• The records:
▬▬▬

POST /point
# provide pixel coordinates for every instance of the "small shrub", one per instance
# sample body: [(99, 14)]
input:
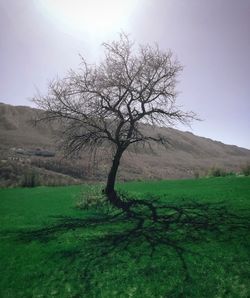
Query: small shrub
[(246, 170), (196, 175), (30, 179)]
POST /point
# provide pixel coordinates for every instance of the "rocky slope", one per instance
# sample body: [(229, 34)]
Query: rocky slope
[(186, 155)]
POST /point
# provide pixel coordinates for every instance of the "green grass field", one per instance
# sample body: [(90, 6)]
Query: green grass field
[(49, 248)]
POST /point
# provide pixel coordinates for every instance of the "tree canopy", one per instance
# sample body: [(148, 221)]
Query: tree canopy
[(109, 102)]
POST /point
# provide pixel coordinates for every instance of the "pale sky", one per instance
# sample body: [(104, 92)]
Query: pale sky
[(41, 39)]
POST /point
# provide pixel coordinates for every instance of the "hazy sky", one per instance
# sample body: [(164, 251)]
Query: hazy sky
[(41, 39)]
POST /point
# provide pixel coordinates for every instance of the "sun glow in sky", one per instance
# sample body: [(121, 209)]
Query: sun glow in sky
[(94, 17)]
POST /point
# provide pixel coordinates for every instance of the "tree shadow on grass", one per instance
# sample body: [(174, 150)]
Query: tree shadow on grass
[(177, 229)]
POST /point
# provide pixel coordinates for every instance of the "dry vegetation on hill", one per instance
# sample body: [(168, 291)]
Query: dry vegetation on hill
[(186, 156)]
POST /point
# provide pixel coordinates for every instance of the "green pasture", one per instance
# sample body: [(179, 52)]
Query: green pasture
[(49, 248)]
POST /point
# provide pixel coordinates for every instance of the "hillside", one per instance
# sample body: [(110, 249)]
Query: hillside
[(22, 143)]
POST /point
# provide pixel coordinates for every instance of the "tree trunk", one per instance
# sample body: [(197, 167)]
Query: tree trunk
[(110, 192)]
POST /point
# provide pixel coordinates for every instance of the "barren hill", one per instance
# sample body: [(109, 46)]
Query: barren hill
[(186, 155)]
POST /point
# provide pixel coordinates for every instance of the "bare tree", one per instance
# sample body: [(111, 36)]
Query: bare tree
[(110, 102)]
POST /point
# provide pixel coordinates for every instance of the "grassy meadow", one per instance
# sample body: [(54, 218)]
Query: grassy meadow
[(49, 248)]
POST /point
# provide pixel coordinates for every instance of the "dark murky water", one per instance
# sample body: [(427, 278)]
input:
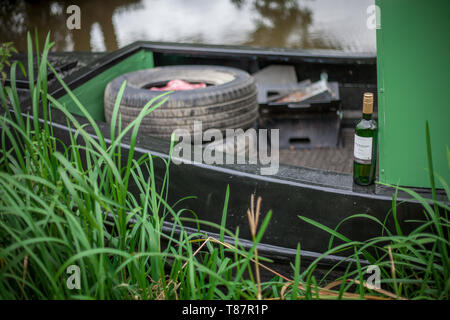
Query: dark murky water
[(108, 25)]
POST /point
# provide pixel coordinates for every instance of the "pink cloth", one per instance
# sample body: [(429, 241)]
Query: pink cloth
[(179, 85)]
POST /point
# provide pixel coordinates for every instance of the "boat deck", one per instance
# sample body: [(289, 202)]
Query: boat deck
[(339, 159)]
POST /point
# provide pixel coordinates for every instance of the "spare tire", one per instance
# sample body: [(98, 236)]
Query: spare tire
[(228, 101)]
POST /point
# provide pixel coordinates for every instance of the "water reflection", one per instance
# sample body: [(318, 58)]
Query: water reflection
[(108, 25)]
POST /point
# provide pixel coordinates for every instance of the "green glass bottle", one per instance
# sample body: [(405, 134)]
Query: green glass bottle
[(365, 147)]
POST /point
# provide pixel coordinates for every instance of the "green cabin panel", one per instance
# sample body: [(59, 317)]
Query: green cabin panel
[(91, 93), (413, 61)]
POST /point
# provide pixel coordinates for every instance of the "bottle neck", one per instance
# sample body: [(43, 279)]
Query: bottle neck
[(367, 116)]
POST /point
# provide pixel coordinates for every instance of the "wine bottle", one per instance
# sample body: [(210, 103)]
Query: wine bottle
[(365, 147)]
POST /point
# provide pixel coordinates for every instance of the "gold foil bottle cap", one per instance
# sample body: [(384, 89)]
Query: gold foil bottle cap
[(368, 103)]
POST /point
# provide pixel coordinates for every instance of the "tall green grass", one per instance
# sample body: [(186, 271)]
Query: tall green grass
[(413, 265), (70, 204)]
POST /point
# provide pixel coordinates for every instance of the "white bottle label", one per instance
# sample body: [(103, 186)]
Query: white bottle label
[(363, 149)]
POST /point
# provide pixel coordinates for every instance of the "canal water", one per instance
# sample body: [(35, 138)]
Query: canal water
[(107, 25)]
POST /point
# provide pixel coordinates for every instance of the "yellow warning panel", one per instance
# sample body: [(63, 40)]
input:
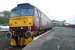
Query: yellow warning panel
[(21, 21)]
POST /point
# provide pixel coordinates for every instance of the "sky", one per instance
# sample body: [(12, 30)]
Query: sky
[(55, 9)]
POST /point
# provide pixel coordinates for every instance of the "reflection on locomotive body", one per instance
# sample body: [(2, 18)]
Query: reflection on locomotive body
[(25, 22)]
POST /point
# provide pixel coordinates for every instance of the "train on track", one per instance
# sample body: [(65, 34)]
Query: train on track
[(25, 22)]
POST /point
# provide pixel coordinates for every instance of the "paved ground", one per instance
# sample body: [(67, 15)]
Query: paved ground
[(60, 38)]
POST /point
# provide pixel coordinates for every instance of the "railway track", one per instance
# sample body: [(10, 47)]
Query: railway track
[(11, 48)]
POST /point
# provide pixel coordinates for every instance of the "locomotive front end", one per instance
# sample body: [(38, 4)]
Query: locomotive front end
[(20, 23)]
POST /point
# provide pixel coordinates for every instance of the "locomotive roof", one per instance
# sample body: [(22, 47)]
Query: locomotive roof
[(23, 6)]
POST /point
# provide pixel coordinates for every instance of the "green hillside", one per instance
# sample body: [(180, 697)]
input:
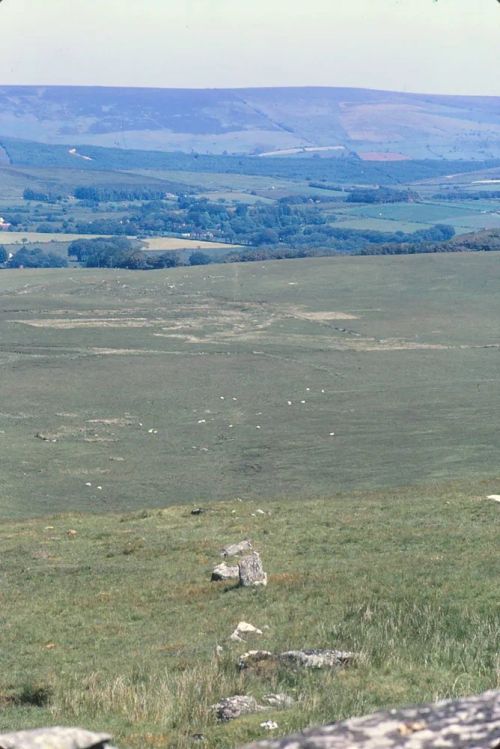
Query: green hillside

▬▬▬

• Job:
Pull out all of the data above, line for line with no changes, and leave the pictures out.

• Full response:
POST /point
# provide pixel coordinates for every instance of the "small shrub", one per instance
# sample body: [(99, 14)]
input:
Query: small shrub
[(246, 170), (196, 175), (30, 179)]
POST /point
# provide pixel coordinates for every instance of the "rocky slope", one per instance
# sample body: [(229, 34)]
Query: rocky slope
[(186, 155)]
POST /point
# provide pixel coordinates for every instance of the "green grass field", one per instance
# sample body: [(90, 6)]
Query: green grass field
[(49, 248)]
POST /point
# provide pixel coordinates for every instance of the "tree canopy", one per instance
# sample body: [(148, 221)]
Query: tree canopy
[(109, 102)]
POST /point
# provide pixel coordinates for every instance of the "pale sky", one per instance
# sample body: [(104, 92)]
Query: pale sky
[(41, 39)]
POST /point
# provide pixel coordinates for every instance of the "hazy sky", one per instance
# sample body: [(164, 251)]
Query: hazy sky
[(41, 39)]
POST /point
# provide pixel coordinates for every instance of the "sun glow in sky", one per instance
# sample body: [(121, 209)]
Query: sun glow in sky
[(94, 17)]
POST /point
# provide pixel coordinates for every instance of the "tree shadow on grass", one per instance
# sample body: [(174, 150)]
Query: tree shadow on grass
[(177, 229)]
POST /point
# provide pixel coordinates for every instance of the "dry vegetation on hill", one per instance
# sample body: [(168, 291)]
Query: dry vegetation on hill
[(186, 156)]
POST /point
# provide pixel coordinates for every instance of the "green pasture", one per instance
# sample body: [(179, 52)]
Query: green pasture
[(49, 248)]
POST /point
# provide pixel coordinates for every instance of the "hillside", one per instance
# sample body: [(110, 249)]
Query: hillside
[(22, 143)]
POST /point
# provide pixel coordinates for every instance of the "tree trunk", one per instance
# sample body: [(197, 167)]
Query: tree trunk
[(110, 192)]
POST /point
# provide pixel coordinates for every instance of the "barren hill", one per instance
# sample body: [(109, 46)]
Query: barren hill
[(186, 155)]
POST /point
# provide pixel coordinates for every instance of the "bare tree", one per instance
# sample body: [(111, 36)]
Query: bare tree
[(110, 102)]
POST /point
# provide pixel coordinates for every instance of the "grassy meadow", one per instance
# sample body: [(54, 218)]
Query: grassy meadow
[(49, 248)]
POST /point
# provide pixel coordinates for every instance of the "dark murky water", one per instance
# sample body: [(427, 278)]
input:
Query: dark murky water
[(108, 25)]
POST /point
# provide pixel coordinates for every instance of the "pink cloth", one per instance
# sample body: [(429, 241)]
Query: pink cloth
[(179, 85)]
POST /point
# provide pixel coordinates for every instance of the "boat deck", one per instance
# sample body: [(289, 202)]
Query: boat deck
[(339, 159)]
POST /point
# provide pixel coordinates for every instance of the "spare tire", one per instance
# sample body: [(98, 236)]
Query: spare tire
[(228, 101)]
POST /point
# provide pixel coordinates for every instance of the "water reflection", one per instance
# sample body: [(318, 58)]
Query: water reflection
[(108, 25)]
POST /point
# provide pixel coordinates for every instance of the "green glass bottle", one per instance
# sample body: [(405, 134)]
Query: green glass bottle
[(365, 147)]
POST /point
# provide pixel coordinates for every instance of the "green cabin panel", one per instance
# sample body: [(59, 317)]
Query: green cabin panel
[(91, 93), (413, 61)]
POST /point
# provide pixel coordinates for every instance of the "bottle neck", one per instance
# sample body: [(43, 279)]
Query: bottle neck
[(367, 116)]
POST /point
# provide pixel coordinates for every instance of the "wine bottle", one per instance
# sample body: [(210, 103)]
Query: wine bottle
[(365, 147)]
POST /point
# provide pixel coordinates for every instance of the "gold foil bottle cap", one per instance
# sample body: [(384, 89)]
Query: gold foil bottle cap
[(368, 103)]
POST /point
# provide pixel coordinates for every instance of the "tall green grass", one per instance
# sample body: [(186, 271)]
Query: tall green grass
[(413, 265), (70, 204)]
POST /point
# provide pixel coordinates for every instance of the "white bottle label", one per instance
# sample body: [(103, 186)]
Query: white bottle label
[(363, 149)]
POST /point
# provide pixel coordinates for every instance of the "canal water", one per instance
# sample body: [(35, 138)]
Query: canal water
[(107, 25)]
POST /point
# provide pixel coordinates for every instance of the "yellow warning panel", one per instance
# sample body: [(63, 40)]
input:
Query: yellow warning panel
[(21, 21)]
POST /point
# provide pixel coordinates for every instance of the "sky", one per instance
# sample body: [(12, 30)]
Query: sky
[(55, 9)]
POST /point
# provide pixel coordinates for every instance of the "reflection on locomotive body", one per instance
# sample body: [(2, 18)]
Query: reflection on locomotive body
[(25, 22)]
POST /point
# provide pixel coordinates for every instance of the "train on track", one per instance
# sample body: [(65, 34)]
Query: train on track
[(25, 22)]
POST /point
# provide pixel coordinates for every instance of the "paved ground", one per instance
# sample body: [(67, 15)]
Query: paved ground
[(60, 38)]
POST /point
# provide pixel coordinates for every instance of the "railway track", one per instance
# sample body: [(10, 47)]
Query: railway track
[(11, 48)]
POST /point
# provide pixel coordinates for every instance of the "locomotive front end", one per instance
# sample body: [(38, 4)]
Query: locomotive front end
[(20, 23)]
POST /point
# provide pixel coordinates for every instance of the "locomotive roof", one per instance
# sample body: [(22, 47)]
Query: locomotive roof
[(23, 6)]
POST /point
# provide pixel coordinates for every instance of the "green hillside", one per instance
# sample body: [(180, 697)]
input:
Query: green hillside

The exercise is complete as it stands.